● **Set task**: In the material below, put the lines from the one containing "mountain peak, then" through the one containing "[107,615,324,681]" into a Markdown table with columns Row and Line. Give each line its own numbered row and leave out blank lines.

● **Data provided**:

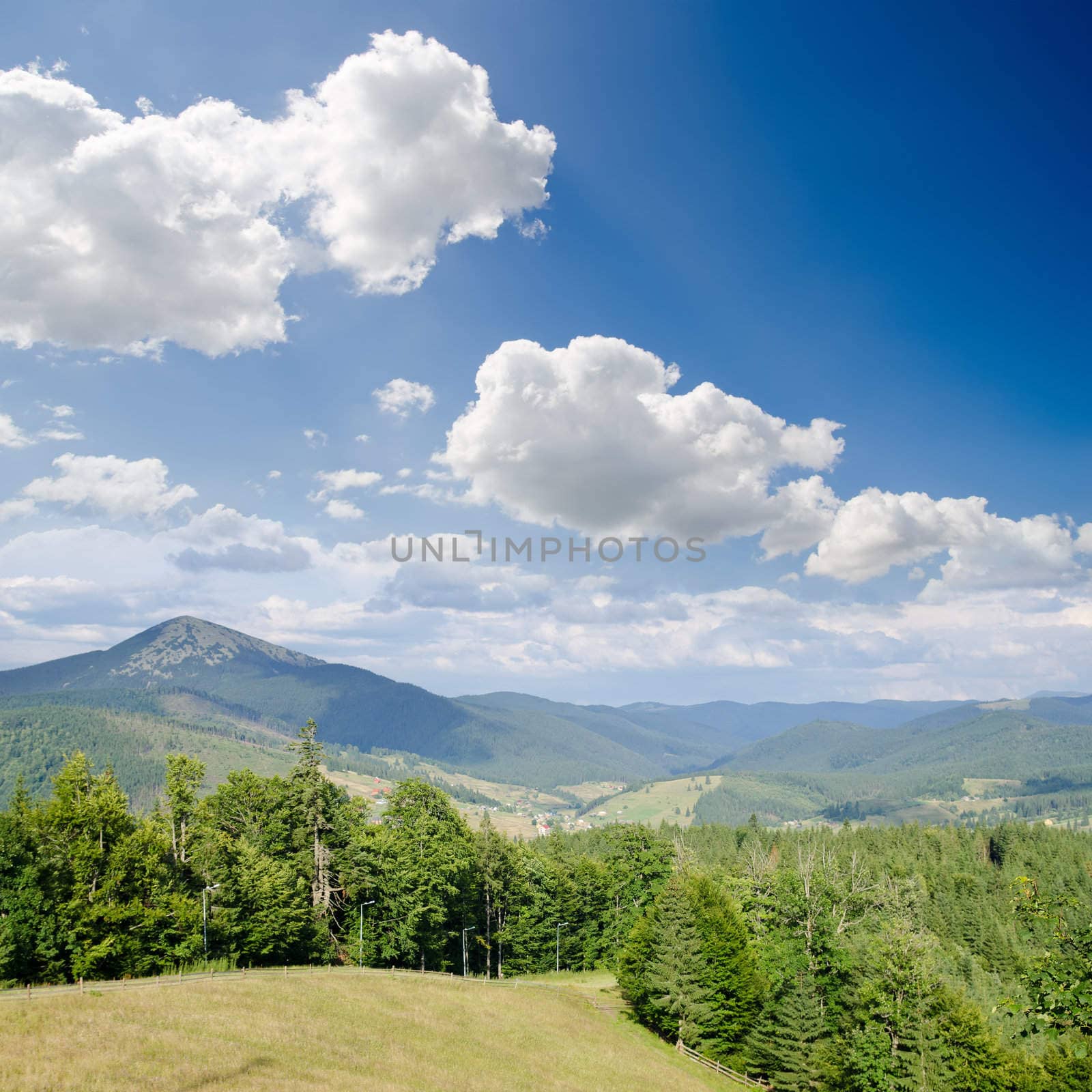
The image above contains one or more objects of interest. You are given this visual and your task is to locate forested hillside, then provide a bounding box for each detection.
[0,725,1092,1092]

==

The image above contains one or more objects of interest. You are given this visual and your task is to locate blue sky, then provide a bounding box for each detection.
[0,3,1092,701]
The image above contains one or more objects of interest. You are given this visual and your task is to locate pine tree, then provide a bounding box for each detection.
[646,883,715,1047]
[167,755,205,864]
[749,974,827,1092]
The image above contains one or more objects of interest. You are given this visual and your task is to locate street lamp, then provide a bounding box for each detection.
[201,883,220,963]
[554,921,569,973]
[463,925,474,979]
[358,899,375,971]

* * *

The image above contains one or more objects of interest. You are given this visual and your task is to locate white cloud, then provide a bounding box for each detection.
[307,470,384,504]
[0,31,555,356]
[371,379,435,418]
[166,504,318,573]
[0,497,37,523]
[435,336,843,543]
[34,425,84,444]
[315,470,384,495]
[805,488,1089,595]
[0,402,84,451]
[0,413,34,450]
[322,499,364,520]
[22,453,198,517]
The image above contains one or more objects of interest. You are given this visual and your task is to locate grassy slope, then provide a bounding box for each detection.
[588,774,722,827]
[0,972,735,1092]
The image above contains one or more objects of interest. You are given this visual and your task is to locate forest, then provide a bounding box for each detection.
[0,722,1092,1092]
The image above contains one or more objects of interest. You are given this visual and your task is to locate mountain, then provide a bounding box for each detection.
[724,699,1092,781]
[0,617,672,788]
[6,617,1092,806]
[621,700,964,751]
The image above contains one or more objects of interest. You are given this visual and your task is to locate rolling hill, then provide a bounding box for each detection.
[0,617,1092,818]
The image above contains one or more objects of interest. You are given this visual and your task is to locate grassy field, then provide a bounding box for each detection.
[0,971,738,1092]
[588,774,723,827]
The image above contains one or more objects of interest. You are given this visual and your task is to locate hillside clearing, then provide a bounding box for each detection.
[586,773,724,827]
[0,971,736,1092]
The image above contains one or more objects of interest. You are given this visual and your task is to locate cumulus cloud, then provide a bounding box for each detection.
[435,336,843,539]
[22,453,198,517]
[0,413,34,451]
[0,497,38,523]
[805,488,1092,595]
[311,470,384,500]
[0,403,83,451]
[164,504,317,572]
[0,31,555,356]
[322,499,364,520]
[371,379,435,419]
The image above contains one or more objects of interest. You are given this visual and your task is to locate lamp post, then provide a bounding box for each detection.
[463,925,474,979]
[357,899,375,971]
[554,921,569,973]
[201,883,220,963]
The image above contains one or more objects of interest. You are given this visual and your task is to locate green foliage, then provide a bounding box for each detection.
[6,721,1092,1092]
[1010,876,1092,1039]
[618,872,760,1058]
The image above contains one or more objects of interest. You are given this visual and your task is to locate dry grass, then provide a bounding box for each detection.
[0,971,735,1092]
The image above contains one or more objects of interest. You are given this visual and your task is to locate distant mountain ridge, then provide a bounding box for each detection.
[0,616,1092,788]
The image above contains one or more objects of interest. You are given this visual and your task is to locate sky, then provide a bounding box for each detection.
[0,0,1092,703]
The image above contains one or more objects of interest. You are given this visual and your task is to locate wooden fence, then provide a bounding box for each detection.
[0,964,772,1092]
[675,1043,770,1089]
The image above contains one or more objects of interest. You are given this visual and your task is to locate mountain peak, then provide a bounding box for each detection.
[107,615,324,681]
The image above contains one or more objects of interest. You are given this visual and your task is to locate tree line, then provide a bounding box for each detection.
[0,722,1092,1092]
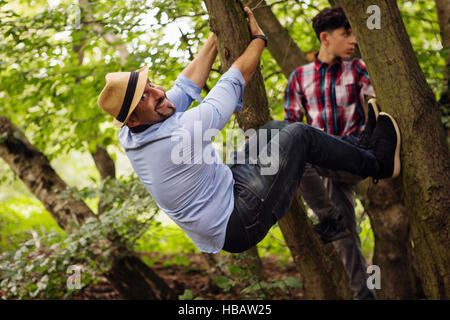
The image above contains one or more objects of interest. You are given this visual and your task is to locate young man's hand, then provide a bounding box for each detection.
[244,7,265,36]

● **The response**:
| Row | Line |
|---|---|
| 1 | The image above contains one or more objects of interest. You are given this visual and your task is to locate mountain peak, then provide a bounding box for each detection. |
| 2 | [107,615,324,681] |